The problem – Turn every line of the records below into a JSON list of strings, one string per line, and leave out any blank lines.

(Records from a data source)
----
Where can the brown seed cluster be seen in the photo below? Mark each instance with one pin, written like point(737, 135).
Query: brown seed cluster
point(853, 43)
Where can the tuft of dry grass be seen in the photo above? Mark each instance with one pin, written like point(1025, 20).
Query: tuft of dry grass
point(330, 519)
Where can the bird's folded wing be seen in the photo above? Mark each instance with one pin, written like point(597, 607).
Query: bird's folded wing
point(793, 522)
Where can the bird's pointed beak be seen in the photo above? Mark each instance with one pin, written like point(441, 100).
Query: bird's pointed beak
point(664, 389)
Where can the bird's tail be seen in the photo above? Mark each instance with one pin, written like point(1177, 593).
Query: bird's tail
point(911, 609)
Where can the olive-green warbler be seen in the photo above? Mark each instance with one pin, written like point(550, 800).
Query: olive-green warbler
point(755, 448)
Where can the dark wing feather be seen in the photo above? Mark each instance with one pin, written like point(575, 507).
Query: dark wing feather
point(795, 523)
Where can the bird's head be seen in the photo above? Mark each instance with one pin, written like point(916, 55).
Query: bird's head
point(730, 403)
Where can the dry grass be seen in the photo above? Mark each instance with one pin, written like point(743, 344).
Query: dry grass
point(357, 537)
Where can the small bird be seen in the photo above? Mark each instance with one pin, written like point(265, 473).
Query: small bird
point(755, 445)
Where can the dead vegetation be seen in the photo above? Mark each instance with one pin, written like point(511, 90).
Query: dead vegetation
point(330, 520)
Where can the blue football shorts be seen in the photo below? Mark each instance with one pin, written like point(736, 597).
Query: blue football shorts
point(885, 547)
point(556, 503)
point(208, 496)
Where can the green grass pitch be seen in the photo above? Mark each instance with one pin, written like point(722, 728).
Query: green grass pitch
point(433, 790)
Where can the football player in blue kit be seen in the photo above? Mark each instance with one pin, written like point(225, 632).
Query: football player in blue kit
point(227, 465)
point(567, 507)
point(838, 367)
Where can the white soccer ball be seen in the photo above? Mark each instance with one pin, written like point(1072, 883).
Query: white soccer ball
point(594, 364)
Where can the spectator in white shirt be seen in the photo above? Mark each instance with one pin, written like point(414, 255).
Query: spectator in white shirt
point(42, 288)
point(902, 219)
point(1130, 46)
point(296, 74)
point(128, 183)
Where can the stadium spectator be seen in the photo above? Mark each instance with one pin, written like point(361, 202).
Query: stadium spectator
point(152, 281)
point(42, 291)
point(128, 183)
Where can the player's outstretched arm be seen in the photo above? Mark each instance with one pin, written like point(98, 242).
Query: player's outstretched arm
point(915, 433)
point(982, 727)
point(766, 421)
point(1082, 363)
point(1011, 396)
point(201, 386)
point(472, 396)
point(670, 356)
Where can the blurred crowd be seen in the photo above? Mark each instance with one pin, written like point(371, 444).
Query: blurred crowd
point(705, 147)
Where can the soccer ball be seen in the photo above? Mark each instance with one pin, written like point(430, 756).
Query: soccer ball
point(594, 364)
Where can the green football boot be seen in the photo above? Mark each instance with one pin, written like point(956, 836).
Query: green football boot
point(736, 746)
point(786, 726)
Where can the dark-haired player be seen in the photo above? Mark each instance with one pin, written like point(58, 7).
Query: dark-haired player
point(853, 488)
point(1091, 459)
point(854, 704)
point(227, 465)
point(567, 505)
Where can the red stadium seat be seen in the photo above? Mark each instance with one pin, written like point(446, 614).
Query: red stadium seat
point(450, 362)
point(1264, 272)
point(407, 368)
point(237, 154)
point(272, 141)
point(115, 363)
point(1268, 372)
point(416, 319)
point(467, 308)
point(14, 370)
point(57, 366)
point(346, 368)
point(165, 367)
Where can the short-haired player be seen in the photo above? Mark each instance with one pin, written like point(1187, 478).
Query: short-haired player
----
Solution to the exercise –
[
  "Where can the brown seed cluster be seen in the photo below? Mark each instance with one pin, written like point(737, 135).",
  "Query: brown seed cluster",
  "point(853, 43)",
  "Where can the tuft of dry grass be seen in the photo above? Mark each instance with one pin, written like point(1025, 20).",
  "Query: tuft of dry grass",
  "point(330, 519)",
  "Where can the bird's folded wing be seen in the photo above? Mark each instance with one pin, written like point(597, 607).",
  "Query: bird's folded wing",
  "point(793, 522)",
  "Where can the bird's pointed beak be seen in the photo above? Mark each instance with one pin, written like point(441, 100).",
  "Query: bird's pointed beak",
  "point(664, 389)",
  "Where can the bird's tail be seen in the photo above? Mark each instance with one pin, written like point(1177, 593).",
  "Query: bird's tail",
  "point(911, 609)",
  "Where can the olive-green warbler be seen in the photo above? Mark each instance with one pin, written like point(550, 800).",
  "Query: olive-green warbler",
  "point(755, 448)",
  "Where can the dark wing feather be seen in the photo above? Mark each instance with one pin, written like point(575, 507).",
  "Query: dark wing feather",
  "point(795, 523)",
  "Where can the bird's head be seen in the photo above? Mark each instance with one pin, written like point(916, 55).",
  "Query: bird's head",
  "point(730, 403)",
  "Where can the dry grass be seen in the photo above? Mark each instance with one pin, written like point(743, 344).",
  "Query: dry grass",
  "point(357, 537)",
  "Where can the small bird be seen in the photo above? Mark each instance with one pin, written like point(265, 473).",
  "Query: small bird",
  "point(755, 445)",
  "Where can the dead vegetation be seen in the photo above? Mark each instance with one pin, written like point(511, 90).",
  "Query: dead vegetation",
  "point(330, 520)",
  "Where can the blue football shorts be seen in the photo below? Mark each instance with one pin, written like point(736, 597).",
  "Query: blue football shorts",
  "point(885, 547)",
  "point(556, 503)",
  "point(208, 496)",
  "Where can the green grass pitch be seen in the photo above? Mark each instance with one pin, written like point(722, 728).",
  "Query: green grass pitch",
  "point(433, 790)",
  "Where can the football player in blue kit be seen in the photo above? Mark each instance with one pin, written like point(225, 632).",
  "Query: football player in blue kit",
  "point(227, 465)",
  "point(567, 507)",
  "point(838, 367)",
  "Where can the white soccer ball be seen in the photo above? Mark each instance with one pin, written like point(1072, 883).",
  "Query: white soccer ball",
  "point(594, 364)",
  "Where can the spectator in white shirt be seen in the photo above? Mark each instance with one pin, written like point(414, 255).",
  "Query: spectator in white shirt",
  "point(42, 288)",
  "point(902, 219)",
  "point(1130, 46)",
  "point(296, 74)",
  "point(128, 183)",
  "Where can the stadium spectator be seen in the photo above? Mark each instance with one pin, written like point(361, 202).",
  "Query: stadium spectator",
  "point(152, 281)",
  "point(42, 291)",
  "point(128, 183)",
  "Where can the player's outstretched arm be seen in the photo above? Mark each instance with one pin, written like point(98, 242).",
  "Query: player's outstretched arm",
  "point(915, 433)",
  "point(982, 727)",
  "point(766, 421)",
  "point(1082, 363)",
  "point(1011, 396)",
  "point(201, 386)",
  "point(472, 396)",
  "point(670, 356)",
  "Where can the blurred crowd be seen in the photo above? Mark each instance with one pin, written like point(371, 444).",
  "Query: blurred crowd",
  "point(705, 147)",
  "Where can the soccer ball be seen in the photo above? Mark each instance with one pin, written like point(430, 756).",
  "Query: soccer ball",
  "point(594, 364)",
  "Where can the green football boot be seen in the photo above? Mark each instance with one pin, written like point(956, 836).",
  "Query: green football boot",
  "point(736, 746)",
  "point(786, 726)",
  "Where can the dark-haired player be seen in the photo above? Mark each instance with one pin, written like point(58, 7).",
  "Query: dark-haired player",
  "point(853, 488)",
  "point(1091, 459)",
  "point(854, 704)",
  "point(227, 465)",
  "point(567, 505)",
  "Where can the red stadium seat be seen in the photo above? Mark each instance with one pin, written like point(446, 614).",
  "Query: red stadium seat",
  "point(450, 362)",
  "point(1264, 272)",
  "point(407, 368)",
  "point(237, 154)",
  "point(272, 141)",
  "point(115, 363)",
  "point(1268, 372)",
  "point(416, 319)",
  "point(467, 308)",
  "point(14, 370)",
  "point(57, 366)",
  "point(346, 368)",
  "point(165, 367)",
  "Where can the short-haired player be seen in the photo above? Mark each instance with one pin, written like point(1187, 478).",
  "Query: short-haired player"
]